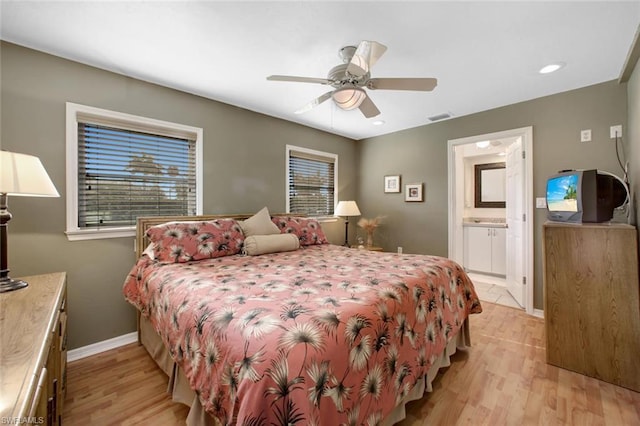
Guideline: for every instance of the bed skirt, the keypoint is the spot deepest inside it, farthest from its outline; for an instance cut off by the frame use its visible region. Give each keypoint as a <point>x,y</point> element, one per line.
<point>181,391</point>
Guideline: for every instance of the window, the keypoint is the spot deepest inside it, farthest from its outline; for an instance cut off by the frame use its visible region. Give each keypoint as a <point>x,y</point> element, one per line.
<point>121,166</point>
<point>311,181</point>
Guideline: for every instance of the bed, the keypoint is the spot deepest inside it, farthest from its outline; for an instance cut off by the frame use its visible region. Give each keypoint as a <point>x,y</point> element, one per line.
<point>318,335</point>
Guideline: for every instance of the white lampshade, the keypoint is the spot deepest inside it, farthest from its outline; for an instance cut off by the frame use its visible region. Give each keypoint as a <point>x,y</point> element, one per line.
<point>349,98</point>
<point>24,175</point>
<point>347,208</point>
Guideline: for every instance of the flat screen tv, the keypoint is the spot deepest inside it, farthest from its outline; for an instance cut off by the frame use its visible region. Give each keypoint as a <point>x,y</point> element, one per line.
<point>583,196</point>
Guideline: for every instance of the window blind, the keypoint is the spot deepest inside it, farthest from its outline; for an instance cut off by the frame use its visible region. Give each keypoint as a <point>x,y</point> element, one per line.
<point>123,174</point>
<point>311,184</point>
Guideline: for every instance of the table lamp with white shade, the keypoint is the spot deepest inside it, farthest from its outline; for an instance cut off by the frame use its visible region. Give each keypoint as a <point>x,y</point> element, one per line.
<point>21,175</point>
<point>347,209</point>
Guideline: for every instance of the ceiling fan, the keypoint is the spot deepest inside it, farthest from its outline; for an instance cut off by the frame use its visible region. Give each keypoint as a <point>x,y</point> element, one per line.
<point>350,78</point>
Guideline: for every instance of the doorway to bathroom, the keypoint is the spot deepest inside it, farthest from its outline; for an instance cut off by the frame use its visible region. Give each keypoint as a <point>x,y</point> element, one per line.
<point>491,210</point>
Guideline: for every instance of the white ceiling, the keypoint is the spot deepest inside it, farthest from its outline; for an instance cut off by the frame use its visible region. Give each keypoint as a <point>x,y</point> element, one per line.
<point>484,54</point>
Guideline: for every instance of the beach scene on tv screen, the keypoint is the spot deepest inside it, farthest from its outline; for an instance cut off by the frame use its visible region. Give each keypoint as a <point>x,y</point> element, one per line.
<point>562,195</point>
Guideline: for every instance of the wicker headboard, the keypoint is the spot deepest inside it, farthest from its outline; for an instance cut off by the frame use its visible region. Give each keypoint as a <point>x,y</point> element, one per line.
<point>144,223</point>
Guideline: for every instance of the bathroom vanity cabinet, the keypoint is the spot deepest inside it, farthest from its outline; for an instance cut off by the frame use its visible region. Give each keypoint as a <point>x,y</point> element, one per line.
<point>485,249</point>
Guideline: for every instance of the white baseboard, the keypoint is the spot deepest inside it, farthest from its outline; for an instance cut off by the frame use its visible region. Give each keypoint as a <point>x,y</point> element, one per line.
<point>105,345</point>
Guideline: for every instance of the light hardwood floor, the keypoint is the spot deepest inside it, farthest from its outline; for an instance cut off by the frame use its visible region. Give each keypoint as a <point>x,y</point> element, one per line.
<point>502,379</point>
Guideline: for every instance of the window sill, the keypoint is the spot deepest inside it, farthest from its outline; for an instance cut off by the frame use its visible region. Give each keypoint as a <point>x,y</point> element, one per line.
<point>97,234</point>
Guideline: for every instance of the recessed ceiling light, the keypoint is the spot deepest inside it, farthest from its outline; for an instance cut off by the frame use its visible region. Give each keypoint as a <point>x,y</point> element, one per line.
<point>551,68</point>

==================================================

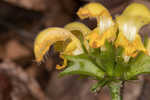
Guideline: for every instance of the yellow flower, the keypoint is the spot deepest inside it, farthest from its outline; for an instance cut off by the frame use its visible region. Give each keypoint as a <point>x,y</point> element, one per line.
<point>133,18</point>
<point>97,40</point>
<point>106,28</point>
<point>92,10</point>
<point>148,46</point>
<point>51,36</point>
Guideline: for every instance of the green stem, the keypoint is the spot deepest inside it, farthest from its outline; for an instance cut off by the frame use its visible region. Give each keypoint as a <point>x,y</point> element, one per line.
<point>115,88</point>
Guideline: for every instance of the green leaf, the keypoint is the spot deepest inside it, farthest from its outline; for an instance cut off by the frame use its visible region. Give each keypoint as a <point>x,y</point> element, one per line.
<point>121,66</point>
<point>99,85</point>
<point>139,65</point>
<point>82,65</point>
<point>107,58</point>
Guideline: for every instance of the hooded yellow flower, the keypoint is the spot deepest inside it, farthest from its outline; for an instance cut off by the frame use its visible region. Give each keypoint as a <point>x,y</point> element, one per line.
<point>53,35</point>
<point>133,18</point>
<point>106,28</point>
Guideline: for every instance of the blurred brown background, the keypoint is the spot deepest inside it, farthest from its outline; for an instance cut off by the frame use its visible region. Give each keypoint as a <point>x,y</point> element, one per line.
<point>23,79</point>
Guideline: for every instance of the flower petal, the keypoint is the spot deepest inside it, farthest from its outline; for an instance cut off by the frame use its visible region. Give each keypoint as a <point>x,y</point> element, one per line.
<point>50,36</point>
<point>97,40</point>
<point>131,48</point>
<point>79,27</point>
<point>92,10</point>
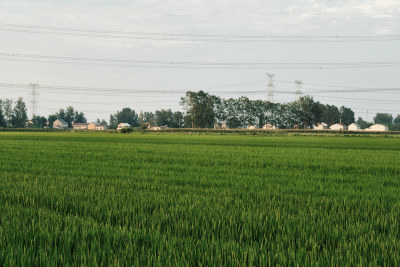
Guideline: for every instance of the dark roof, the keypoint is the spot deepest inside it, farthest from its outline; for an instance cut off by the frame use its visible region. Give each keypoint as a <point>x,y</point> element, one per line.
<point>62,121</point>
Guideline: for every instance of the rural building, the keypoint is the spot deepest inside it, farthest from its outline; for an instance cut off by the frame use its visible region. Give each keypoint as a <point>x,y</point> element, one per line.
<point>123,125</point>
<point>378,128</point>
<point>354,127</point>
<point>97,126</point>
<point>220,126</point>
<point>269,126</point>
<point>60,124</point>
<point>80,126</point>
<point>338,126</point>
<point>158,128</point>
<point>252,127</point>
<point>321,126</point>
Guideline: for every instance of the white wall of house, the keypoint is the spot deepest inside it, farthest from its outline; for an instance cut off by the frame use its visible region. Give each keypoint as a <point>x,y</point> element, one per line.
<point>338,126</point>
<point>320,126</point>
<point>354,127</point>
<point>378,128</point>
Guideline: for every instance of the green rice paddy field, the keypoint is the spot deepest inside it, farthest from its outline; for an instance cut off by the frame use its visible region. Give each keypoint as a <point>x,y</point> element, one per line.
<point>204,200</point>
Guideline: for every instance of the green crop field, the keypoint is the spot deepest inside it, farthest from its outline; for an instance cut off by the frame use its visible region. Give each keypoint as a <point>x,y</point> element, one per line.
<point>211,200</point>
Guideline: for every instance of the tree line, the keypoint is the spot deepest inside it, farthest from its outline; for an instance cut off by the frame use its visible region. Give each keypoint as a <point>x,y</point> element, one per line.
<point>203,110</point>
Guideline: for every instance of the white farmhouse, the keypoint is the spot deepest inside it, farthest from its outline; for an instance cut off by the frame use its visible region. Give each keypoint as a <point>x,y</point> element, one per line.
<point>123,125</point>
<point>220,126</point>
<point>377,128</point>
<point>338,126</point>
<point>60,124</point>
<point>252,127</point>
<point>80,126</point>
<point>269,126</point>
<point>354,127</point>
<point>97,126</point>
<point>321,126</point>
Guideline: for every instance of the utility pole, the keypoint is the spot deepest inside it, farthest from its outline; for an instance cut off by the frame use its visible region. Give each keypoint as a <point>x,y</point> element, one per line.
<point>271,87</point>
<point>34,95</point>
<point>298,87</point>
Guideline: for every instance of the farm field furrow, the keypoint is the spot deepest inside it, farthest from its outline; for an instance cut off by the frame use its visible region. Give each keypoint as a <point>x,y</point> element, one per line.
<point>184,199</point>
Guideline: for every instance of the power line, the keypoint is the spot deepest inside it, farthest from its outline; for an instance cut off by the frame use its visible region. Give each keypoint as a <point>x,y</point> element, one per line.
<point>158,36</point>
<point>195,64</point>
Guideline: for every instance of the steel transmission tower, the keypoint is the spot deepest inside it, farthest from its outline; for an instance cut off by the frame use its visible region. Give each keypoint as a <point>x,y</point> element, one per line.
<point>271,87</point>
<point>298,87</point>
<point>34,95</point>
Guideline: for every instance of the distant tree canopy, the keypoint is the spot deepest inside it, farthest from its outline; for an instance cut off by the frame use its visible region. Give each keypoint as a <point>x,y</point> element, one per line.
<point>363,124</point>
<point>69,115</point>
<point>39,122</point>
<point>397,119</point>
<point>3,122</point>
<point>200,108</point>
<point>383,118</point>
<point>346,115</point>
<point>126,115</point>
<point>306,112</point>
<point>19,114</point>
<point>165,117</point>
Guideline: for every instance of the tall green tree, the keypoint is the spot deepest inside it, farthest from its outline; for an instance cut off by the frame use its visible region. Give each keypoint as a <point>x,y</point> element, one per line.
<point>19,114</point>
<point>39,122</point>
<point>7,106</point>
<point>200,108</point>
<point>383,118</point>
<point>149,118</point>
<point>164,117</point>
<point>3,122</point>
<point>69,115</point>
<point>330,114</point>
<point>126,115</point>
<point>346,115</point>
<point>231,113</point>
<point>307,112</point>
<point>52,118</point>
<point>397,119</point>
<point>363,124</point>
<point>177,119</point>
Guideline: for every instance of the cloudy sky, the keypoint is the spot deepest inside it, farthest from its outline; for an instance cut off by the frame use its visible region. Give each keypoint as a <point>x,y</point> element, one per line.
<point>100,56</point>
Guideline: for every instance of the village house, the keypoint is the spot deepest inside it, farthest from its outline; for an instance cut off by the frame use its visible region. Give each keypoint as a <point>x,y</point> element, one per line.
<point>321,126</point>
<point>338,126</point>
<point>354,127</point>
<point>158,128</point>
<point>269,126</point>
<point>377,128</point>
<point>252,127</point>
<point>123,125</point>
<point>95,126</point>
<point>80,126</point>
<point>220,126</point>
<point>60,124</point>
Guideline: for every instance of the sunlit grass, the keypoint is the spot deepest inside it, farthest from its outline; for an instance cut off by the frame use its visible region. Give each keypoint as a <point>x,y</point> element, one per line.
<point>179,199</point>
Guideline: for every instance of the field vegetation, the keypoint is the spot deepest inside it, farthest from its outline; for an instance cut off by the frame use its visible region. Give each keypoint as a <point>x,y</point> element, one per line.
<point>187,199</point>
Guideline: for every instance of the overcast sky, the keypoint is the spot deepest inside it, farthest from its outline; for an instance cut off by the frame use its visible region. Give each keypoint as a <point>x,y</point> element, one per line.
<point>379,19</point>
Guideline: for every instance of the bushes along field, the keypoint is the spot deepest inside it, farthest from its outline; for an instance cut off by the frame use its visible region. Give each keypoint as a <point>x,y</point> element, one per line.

==================================================

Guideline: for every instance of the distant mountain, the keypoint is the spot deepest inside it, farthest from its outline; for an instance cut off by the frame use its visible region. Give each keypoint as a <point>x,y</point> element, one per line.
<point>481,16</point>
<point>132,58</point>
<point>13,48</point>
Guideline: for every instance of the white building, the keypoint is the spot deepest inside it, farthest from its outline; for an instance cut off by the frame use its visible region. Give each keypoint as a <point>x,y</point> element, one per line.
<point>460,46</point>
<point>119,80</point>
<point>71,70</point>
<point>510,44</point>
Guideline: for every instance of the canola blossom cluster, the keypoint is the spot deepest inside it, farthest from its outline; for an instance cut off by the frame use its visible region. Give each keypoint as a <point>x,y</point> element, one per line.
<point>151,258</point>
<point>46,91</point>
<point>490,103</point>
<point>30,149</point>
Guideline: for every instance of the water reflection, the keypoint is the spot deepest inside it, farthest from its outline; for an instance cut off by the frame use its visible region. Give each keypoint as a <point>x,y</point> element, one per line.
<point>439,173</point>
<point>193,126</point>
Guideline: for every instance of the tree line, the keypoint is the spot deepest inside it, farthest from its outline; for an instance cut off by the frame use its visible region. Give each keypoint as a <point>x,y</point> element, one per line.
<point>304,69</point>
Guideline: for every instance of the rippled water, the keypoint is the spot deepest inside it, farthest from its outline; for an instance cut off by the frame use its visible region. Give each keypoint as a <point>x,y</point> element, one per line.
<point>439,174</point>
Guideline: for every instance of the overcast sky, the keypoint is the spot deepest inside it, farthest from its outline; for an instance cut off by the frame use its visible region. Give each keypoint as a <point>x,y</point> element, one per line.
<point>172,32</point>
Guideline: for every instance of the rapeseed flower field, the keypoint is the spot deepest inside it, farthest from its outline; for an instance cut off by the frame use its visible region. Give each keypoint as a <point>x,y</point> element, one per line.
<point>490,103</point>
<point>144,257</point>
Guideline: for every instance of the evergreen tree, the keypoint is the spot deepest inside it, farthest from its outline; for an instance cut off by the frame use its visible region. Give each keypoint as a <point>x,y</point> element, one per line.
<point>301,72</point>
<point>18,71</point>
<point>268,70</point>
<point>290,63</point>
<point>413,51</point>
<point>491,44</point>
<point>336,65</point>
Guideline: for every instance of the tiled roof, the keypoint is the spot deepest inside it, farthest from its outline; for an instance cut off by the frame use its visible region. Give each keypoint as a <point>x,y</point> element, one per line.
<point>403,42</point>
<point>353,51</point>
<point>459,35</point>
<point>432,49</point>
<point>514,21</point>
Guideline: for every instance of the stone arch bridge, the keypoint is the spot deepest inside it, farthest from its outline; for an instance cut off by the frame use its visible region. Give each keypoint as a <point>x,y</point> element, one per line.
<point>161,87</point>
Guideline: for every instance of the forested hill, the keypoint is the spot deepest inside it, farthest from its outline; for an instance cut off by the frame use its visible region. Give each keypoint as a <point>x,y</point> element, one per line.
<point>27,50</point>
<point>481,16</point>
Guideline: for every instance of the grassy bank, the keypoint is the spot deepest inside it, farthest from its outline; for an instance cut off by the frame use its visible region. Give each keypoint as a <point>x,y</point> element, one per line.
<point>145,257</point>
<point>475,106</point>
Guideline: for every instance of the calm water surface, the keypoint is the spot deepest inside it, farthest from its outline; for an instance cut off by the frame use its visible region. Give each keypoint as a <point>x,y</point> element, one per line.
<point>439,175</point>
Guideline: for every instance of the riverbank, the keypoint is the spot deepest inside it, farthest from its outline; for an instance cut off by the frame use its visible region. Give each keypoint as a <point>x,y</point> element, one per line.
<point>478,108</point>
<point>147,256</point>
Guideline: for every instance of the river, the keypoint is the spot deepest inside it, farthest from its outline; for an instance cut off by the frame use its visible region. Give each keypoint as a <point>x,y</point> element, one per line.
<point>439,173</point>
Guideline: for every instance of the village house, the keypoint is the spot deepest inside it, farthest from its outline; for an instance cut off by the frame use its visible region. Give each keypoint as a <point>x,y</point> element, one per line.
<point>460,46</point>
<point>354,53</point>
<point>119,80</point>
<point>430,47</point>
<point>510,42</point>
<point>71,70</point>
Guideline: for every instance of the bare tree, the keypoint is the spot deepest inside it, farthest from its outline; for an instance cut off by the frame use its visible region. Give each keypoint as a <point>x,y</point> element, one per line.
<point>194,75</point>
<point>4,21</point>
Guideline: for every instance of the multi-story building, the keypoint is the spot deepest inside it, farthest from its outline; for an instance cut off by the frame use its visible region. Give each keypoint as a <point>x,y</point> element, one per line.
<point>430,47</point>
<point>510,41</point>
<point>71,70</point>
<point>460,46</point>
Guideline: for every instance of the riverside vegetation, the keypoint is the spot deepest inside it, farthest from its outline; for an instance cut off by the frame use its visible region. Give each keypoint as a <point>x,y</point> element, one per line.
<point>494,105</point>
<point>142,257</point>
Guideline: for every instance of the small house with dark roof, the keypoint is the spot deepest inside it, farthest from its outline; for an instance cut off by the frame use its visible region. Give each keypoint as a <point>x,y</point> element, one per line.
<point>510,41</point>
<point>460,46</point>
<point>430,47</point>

==================================================

WHAT IS NEEDED
What you give back should be exactly the lines of the data above from the line with "Guideline: for every instance of the sunlit" through the line with "Guideline: for every instance of the bushes", both of those included, and nothing more.

ANSWER SECTION
Guideline: for every instance of the sunlit grass, the keypoint is the spot deepest inside it, farthest from its outline; for an instance cut off by the frame use its visible region. Give each keypoint as a <point>x,y</point> element, one per line.
<point>179,199</point>
Guideline: for every instance of the field vegetation, the keypoint is the spot deepest inside it, farthest from its outline; for an instance cut off by the frame use its visible region. Give each keypoint as a <point>x,y</point> element, one per line.
<point>187,199</point>
Guideline: for every instance of the overcast sky, the keypoint is the spot deepest inside it, farthest from its outline; for an instance cut off by the frame use its visible region. Give each keypoint as a <point>x,y</point> element, one per line.
<point>379,19</point>
Guideline: for every instance of the bushes along field, the keypoint is the spot deepest inside it, farthest from its outline; for an instance cut off by the frame use its visible region. Give each keypoint as a <point>x,y</point> element, one per line.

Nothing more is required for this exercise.